A couple weeks ago, I introduced that
H. naledi may be much younger than we thought it was.
Razib’s recent post points out
three new eLife open access papers from Berger and Hawks that continues this discussion. These papers specifically document new remains from the Rising Star cave system and the dating of these remains. In 2013, the remains of 12 individuals from the Dinaledi chamber were discovered and
published in 2015. We didn’t know about the any additional remains until now.
The publications outlines the findings from the Lesedi chamber, which is about 100 yards away from the Dinaledi chamber. There are at least three new individuals – two adults and a 5 year old child. One of the adults, Neo, is made represented as a partial male skeleton with a remarkably well-preserved skull, as pictured below and
documented in Hawks’ lead. The team describes the skull of the skeleton as “spectacularly complete,” and the other adult and children specimens from the Lesedi chamber are nearly identical in every way to those from the Dinaledi chamber, a remarkable finding in and of itself.
The male H. naledi specimen named “Neo”, after being freed from the surrounding matrix
The dating of
Homo naledi concludes
one of the multi-authored papers led by
Paul Dirks. The team used a combination of optically stimulated luminescence dating of sediments with Uranium-Thorium dating and paleomagnetic analyses of flowstones to establish how the sediments relate to the geological timescale in the Dinaledi Chamber. Direct dating of the teeth of
Homo naledi, using Uranium series dating (U-series) and electron spin resonance dating (ESR), provided the final age range. Ultimately, six independent dating methods dated this population of
Homo naledi remains to the late Middle Pleistocene, 226,000 and 335,000 years ago. This means
H. naledi survived for as long as two million years alongside other species of hominins in Africa, leading to the thought that
Homo naledi may have lived at the same time as the first modern humans.

DATA FOR REVIEW:
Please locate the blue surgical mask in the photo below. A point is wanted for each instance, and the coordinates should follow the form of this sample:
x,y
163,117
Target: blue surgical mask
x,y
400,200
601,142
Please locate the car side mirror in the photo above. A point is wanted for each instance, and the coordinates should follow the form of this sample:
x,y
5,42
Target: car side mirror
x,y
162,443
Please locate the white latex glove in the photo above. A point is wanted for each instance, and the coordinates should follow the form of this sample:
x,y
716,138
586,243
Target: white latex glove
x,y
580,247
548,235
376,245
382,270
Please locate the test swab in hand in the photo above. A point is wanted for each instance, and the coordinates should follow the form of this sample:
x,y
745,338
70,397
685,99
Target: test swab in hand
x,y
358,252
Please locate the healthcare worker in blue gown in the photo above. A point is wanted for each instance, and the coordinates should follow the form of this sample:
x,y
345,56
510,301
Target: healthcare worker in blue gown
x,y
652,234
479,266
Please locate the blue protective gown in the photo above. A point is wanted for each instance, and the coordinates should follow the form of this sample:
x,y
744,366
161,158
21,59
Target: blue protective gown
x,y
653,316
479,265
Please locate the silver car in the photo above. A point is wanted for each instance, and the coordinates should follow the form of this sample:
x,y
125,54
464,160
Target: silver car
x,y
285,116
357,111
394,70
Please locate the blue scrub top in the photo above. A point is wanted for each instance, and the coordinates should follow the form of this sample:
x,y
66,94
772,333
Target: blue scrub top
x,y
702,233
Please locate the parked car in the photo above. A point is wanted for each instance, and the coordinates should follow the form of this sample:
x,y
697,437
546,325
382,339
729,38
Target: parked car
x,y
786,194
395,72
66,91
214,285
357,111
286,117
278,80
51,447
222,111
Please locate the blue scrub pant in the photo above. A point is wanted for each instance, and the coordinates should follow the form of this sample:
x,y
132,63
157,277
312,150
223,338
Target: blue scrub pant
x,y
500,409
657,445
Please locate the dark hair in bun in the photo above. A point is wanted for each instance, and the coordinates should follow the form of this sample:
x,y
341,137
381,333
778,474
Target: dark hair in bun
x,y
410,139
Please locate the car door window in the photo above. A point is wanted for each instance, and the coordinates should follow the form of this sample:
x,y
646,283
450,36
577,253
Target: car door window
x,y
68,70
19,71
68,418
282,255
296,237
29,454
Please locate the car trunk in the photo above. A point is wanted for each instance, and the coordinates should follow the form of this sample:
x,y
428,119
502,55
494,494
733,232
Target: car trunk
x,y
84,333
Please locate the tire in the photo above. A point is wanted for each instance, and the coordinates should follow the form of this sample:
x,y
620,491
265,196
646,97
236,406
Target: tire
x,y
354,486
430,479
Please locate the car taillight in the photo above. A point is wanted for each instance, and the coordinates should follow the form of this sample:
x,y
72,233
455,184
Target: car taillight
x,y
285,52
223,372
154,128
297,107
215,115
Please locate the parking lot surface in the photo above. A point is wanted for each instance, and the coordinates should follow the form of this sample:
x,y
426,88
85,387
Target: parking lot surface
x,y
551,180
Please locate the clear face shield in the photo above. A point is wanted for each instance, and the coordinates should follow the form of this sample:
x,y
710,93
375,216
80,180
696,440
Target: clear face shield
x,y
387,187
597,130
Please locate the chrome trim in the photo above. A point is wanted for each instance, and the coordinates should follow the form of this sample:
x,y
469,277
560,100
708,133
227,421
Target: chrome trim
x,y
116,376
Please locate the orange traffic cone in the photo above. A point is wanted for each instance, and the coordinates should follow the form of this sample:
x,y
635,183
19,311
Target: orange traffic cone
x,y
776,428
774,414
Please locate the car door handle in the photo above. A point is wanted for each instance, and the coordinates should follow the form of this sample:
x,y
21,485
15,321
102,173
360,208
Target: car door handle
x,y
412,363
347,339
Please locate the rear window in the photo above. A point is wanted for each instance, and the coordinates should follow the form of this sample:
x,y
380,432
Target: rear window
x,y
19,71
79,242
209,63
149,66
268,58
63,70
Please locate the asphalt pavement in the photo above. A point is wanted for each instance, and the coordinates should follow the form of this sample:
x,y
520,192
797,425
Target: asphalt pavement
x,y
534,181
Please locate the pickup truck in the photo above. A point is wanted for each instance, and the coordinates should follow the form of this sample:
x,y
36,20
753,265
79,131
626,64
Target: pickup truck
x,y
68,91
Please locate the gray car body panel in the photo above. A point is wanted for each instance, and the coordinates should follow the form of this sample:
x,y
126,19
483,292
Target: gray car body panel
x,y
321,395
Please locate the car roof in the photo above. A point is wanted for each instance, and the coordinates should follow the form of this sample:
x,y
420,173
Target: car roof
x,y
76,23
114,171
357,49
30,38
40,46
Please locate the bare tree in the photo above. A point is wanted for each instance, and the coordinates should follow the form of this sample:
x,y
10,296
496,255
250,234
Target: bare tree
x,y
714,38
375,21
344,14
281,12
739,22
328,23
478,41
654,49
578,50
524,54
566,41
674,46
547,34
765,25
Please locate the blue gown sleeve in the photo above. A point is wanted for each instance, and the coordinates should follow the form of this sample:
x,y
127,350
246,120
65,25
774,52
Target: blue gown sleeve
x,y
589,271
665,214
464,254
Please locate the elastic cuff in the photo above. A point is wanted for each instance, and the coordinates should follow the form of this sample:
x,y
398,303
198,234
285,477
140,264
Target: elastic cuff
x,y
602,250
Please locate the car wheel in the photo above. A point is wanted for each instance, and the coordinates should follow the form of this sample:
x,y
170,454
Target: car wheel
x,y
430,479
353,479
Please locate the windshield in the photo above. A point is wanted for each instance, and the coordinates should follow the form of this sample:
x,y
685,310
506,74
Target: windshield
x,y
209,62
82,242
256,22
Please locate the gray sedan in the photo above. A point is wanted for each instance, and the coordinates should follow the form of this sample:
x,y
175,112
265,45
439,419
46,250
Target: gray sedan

WORK ITEM: Continue the post about Homo naledi, picking up right after its final sentence.

ANSWER FOR THE TASK:
A schematic of the Rising Star cave system. Credit: Marina Elliott/Wits University
In an accompanying paper,
led by Berger, the concept that such a primitive looking species lived at such a time and place, possibly alongside modern humans is addressed Berger comments,
“We can no longer assume that we know which species made which tools, or even assume that it was modern humans that were the innovators of some of these critical technological and behavioural breakthroughs in the archaeological record of Africa. If there is one other species out there that shared the world with ‘modern humans’ in Africa, it is very likely there are others. We just need to find them.”
The discovery of this second chamber supports the claim that
Homo naledi deliberately disposed of its dead in these remote, hard to reach caverns, as there is now more individuals interned in the Rising Star caves, further implicating these otherwise primitive looking beings had complex behaviors such as burial. There are theories they could have been chased into the caves, or stormed out, but we cannot deny the hypothesis that they were buried. More and more studies lately are showing that the evolution of humans was bushy, messy and complicated. It was not just a steady linear progression from the primitive Australopithecines to more modern Neanderthals and fully modern humans. Instead, various species lived alongside each other and in some cases interbred.